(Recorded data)
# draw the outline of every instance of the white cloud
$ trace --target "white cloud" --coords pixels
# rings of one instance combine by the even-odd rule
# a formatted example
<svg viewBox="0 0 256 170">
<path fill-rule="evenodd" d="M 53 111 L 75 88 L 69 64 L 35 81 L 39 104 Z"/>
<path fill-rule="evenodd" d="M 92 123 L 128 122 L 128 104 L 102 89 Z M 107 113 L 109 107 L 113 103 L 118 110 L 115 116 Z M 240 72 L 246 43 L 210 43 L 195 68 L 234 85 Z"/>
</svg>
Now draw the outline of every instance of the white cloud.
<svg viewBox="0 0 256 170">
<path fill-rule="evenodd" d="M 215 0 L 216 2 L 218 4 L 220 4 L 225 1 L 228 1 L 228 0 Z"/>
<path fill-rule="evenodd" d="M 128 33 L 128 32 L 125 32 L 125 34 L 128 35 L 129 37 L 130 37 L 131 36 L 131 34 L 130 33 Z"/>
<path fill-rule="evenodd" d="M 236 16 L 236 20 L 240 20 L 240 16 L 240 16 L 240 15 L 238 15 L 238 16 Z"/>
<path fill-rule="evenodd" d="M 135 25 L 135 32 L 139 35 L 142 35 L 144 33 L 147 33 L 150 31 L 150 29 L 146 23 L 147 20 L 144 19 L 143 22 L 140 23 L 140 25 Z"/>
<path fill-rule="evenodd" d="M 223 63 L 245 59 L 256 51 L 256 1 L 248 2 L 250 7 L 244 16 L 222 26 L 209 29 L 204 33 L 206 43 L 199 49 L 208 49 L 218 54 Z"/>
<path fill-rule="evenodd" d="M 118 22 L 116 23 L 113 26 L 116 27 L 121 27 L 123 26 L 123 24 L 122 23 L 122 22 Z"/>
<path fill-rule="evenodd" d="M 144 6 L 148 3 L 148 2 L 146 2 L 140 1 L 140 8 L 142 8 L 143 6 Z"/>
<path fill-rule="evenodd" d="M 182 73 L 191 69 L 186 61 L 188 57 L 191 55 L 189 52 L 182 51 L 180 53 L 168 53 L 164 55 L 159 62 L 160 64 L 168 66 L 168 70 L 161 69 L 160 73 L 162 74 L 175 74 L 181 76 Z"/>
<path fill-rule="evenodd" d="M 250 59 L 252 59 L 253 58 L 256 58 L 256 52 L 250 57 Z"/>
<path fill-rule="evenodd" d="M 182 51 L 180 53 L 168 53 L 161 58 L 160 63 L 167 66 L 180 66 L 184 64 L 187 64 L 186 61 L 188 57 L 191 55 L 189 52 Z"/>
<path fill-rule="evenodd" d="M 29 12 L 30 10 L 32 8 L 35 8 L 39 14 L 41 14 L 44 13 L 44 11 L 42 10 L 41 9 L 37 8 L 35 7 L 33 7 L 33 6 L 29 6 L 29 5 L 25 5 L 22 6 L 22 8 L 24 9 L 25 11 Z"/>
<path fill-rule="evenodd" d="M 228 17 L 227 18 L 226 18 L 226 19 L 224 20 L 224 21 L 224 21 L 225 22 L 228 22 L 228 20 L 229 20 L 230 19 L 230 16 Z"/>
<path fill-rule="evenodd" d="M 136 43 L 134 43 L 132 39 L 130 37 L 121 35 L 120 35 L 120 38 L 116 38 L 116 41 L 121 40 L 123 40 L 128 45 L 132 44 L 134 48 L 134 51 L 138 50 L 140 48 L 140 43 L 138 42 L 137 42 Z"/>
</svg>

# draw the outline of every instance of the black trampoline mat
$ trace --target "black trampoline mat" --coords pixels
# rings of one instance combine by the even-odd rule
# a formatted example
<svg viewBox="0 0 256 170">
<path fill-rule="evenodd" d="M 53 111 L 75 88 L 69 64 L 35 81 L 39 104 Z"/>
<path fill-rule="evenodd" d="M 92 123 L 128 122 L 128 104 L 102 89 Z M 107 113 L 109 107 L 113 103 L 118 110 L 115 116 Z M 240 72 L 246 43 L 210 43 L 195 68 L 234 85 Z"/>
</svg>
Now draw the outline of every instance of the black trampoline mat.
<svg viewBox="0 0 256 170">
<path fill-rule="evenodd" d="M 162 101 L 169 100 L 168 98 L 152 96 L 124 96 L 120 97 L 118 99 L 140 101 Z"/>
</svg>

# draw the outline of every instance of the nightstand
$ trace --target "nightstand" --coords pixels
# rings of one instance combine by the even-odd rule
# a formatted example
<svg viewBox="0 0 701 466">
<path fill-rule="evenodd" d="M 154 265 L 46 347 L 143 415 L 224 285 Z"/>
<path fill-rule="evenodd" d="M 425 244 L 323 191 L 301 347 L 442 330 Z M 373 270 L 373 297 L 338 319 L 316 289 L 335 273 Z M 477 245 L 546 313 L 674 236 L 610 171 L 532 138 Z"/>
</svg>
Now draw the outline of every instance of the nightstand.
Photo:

● **Directions for this task**: Rewrite everything from the line containing "# draw the outline of every instance of the nightstand" down to the end of the records, putting "bedside table" in place of "nightstand" and changing nothing else.

● **Written solution**:
# draw the outline of every instance of the bedside table
$ trace --target "bedside table" --coords pixels
# rings of one instance combine by the even-odd rule
# a formatted example
<svg viewBox="0 0 701 466">
<path fill-rule="evenodd" d="M 154 265 L 46 347 L 143 415 L 224 285 Z"/>
<path fill-rule="evenodd" d="M 425 244 L 323 191 L 301 347 L 442 330 Z M 373 270 L 373 297 L 338 319 L 316 289 L 335 273 Z M 477 245 L 546 313 L 674 236 L 610 171 L 532 138 Z"/>
</svg>
Now draw the outline of every instance of the bedside table.
Photo:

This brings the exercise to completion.